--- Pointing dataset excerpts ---

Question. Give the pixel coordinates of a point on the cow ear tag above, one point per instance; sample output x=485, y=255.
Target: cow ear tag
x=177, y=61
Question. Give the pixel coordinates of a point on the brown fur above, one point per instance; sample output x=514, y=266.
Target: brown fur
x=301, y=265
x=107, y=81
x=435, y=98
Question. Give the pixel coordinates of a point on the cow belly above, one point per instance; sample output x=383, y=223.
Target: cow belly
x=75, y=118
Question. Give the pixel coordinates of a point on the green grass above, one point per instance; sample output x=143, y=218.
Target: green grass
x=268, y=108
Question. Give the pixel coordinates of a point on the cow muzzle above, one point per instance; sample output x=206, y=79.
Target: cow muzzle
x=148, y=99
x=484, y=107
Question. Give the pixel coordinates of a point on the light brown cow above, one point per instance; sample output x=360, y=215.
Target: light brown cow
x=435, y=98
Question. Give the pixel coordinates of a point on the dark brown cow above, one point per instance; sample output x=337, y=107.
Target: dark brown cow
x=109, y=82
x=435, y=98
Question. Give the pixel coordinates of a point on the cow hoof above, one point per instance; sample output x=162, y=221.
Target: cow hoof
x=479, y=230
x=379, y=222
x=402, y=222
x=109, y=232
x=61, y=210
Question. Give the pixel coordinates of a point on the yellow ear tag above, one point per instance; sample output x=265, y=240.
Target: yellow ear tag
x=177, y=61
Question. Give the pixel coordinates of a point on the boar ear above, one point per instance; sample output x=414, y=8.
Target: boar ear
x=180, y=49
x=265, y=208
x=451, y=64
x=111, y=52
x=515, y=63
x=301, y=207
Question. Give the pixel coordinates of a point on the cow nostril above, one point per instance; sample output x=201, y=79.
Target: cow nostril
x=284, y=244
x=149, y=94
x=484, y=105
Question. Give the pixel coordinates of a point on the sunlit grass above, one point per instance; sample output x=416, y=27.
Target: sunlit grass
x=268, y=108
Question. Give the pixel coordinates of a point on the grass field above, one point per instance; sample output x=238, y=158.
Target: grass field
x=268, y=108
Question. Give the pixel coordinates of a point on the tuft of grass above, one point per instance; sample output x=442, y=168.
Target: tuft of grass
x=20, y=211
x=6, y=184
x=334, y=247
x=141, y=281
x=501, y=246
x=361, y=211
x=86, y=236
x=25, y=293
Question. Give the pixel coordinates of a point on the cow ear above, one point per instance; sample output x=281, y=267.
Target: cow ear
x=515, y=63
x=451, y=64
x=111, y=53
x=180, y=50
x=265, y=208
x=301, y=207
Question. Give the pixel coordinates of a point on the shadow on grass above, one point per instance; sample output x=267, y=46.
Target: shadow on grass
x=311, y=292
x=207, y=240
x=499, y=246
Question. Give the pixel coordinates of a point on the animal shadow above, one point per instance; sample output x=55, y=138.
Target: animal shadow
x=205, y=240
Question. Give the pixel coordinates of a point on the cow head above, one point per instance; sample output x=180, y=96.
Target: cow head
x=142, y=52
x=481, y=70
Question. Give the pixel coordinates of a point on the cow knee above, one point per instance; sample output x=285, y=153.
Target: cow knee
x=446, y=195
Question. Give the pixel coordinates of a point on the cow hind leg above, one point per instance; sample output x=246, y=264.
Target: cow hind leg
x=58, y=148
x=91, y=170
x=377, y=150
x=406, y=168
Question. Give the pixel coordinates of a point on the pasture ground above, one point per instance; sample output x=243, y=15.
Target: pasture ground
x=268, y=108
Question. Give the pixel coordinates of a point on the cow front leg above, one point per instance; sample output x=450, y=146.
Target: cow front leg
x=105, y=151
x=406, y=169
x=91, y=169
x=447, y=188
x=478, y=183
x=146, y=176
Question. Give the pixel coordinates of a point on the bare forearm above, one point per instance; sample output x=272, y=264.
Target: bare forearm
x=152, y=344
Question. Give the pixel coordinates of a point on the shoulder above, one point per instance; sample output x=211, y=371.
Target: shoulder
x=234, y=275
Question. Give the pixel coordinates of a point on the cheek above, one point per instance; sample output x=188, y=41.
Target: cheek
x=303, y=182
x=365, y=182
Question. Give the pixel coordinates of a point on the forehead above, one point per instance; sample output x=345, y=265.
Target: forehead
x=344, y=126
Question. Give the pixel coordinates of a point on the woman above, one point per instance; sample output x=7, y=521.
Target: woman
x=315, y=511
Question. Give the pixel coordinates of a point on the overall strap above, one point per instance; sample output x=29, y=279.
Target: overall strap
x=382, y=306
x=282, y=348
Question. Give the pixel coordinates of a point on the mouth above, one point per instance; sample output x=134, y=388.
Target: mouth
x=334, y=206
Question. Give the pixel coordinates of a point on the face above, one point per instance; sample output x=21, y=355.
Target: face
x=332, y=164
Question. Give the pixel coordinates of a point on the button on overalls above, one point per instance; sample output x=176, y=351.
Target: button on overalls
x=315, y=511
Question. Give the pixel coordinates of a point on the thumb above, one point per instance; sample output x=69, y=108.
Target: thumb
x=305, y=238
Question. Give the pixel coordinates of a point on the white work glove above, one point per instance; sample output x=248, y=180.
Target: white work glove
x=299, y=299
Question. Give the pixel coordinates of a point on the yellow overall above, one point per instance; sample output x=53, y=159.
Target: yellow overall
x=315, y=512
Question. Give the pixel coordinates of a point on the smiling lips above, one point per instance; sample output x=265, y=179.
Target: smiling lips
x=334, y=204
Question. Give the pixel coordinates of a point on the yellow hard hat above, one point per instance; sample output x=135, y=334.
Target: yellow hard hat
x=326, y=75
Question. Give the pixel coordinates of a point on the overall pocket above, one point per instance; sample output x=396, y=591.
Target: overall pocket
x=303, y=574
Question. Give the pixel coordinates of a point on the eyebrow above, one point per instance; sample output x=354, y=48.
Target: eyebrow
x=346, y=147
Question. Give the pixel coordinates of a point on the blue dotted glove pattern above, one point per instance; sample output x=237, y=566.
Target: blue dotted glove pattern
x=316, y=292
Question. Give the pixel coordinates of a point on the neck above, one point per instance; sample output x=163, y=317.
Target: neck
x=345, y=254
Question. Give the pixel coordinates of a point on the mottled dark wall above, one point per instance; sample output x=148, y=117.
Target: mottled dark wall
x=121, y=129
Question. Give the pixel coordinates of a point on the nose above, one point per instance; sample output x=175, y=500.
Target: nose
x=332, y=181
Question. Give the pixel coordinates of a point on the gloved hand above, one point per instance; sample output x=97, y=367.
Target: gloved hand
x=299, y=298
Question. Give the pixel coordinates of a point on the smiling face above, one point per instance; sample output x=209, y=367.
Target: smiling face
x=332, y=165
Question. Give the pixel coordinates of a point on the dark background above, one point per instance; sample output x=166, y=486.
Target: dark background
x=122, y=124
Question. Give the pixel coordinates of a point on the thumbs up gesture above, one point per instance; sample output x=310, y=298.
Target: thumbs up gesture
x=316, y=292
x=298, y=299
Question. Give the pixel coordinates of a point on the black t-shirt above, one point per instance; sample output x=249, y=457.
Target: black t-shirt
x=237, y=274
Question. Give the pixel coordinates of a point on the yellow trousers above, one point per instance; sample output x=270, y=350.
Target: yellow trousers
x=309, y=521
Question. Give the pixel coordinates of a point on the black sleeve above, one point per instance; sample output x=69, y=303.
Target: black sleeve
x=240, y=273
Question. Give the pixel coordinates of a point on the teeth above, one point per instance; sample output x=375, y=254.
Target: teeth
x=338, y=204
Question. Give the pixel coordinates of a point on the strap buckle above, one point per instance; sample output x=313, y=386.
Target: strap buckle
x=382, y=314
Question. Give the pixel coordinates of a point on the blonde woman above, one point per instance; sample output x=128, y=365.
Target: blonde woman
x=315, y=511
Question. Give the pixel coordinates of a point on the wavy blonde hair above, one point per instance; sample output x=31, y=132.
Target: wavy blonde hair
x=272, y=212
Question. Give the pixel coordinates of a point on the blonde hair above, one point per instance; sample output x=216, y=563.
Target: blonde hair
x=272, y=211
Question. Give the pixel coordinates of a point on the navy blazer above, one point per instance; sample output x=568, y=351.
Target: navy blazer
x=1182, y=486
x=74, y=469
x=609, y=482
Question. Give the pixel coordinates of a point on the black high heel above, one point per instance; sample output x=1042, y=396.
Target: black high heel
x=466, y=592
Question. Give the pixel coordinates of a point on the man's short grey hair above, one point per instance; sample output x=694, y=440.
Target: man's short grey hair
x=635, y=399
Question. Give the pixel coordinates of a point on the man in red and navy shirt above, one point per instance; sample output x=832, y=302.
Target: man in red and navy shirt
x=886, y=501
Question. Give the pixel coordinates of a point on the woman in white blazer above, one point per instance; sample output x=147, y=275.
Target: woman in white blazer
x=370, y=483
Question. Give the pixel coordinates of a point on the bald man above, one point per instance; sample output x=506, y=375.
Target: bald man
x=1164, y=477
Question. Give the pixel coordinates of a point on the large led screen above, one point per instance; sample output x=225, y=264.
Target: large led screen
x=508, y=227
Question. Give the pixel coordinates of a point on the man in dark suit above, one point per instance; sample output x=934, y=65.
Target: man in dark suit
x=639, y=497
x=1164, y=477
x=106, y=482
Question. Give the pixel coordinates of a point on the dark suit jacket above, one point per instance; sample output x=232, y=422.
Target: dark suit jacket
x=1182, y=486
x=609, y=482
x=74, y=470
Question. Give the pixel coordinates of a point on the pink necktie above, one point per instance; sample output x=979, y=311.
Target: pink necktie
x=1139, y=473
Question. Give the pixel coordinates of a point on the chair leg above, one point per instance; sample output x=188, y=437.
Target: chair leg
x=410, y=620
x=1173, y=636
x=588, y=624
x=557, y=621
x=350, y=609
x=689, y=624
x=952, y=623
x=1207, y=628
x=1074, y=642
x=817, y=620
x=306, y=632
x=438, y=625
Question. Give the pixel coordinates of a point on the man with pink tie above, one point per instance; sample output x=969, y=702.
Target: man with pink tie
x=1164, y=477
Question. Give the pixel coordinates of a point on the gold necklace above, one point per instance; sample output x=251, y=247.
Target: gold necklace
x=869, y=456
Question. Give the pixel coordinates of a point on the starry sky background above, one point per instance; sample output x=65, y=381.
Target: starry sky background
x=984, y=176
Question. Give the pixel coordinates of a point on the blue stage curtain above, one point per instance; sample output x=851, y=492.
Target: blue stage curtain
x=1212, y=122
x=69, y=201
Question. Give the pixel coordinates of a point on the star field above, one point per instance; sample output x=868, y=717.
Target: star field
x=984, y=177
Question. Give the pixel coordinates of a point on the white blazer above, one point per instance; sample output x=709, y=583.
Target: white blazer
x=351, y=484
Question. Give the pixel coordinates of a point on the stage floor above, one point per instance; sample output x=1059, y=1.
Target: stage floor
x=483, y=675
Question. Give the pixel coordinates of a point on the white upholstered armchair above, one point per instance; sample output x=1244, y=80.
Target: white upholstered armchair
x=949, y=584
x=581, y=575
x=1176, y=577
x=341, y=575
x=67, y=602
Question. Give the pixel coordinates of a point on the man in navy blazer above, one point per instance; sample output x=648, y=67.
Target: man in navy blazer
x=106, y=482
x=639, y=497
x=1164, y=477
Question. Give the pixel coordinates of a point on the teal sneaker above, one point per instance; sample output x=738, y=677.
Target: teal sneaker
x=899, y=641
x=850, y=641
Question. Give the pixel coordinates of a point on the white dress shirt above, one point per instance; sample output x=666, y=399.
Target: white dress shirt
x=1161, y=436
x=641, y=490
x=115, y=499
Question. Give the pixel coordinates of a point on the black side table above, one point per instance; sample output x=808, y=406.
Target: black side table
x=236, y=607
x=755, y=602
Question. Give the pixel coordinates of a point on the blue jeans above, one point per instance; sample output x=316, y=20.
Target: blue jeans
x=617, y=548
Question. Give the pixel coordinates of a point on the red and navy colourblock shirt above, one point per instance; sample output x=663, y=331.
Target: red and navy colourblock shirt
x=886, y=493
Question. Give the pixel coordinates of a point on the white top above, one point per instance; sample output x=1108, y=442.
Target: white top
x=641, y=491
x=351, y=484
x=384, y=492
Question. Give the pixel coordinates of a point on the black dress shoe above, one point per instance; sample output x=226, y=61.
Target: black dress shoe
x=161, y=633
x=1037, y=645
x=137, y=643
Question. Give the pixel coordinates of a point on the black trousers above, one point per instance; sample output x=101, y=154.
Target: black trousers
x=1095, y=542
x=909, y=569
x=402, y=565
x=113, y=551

--- Required task ---
Please reproduce the lines of the material verbatim, beginning with the line containing "Question. Give the pixel coordinates of a point on the eyebrow" and continuing through the line containing "x=240, y=273".

--- Worked solution ---
Question. Give the pixel coordinates of a point on the eyebrow above, one point per instance; sample output x=354, y=48.
Target: eyebrow
x=346, y=147
Question. Give the pixel coordinates of a point on the blue dotted glove pattern above, one point per instance; sample output x=237, y=566.
Target: blue dotted glove pattern
x=316, y=292
Question. Give the pixel coordinates of a point on the neck above, one point per instance; sample output x=163, y=317.
Target: neck
x=345, y=254
Question. Give the pixel coordinates of a point on the mottled dark wall above, one point per instance; sample output x=148, y=117.
Target: mottled dark wall
x=121, y=129
Question. Give the pixel coordinates of a point on the nose above, one point per instance; sample output x=175, y=500.
Target: nose
x=332, y=181
Question. Give the pixel coordinates of a point on the gloved hand above, one point per instance; sample output x=97, y=367.
Target: gloved hand
x=299, y=298
Question. Give the pixel coordinates of a point on the smiling face above, one point per instance; sample output x=209, y=367.
Target: smiling face
x=332, y=165
Question. Give the pixel coordinates of a point on the dark background above, one point per instance; sample output x=166, y=486.
Target: dark background
x=122, y=124
Question. Give the pixel coordinates of a point on the thumbs up gesture above, one point per instance; sample output x=310, y=298.
Target: thumbs up gesture
x=316, y=292
x=298, y=299
Question. Give the pixel coordinates of a point on the black t-shirt above, one point per instance; sample output x=249, y=457.
Target: black t-shirt
x=237, y=274
Question. Give the pixel coordinates of a point on the yellow trousers above, one point per instance; sample output x=270, y=350.
Target: yellow trousers
x=309, y=521
Question. Give the pixel coordinates of a point on the black sleeve above, one point per instance; sample output x=69, y=303.
Target: black sleeve
x=240, y=273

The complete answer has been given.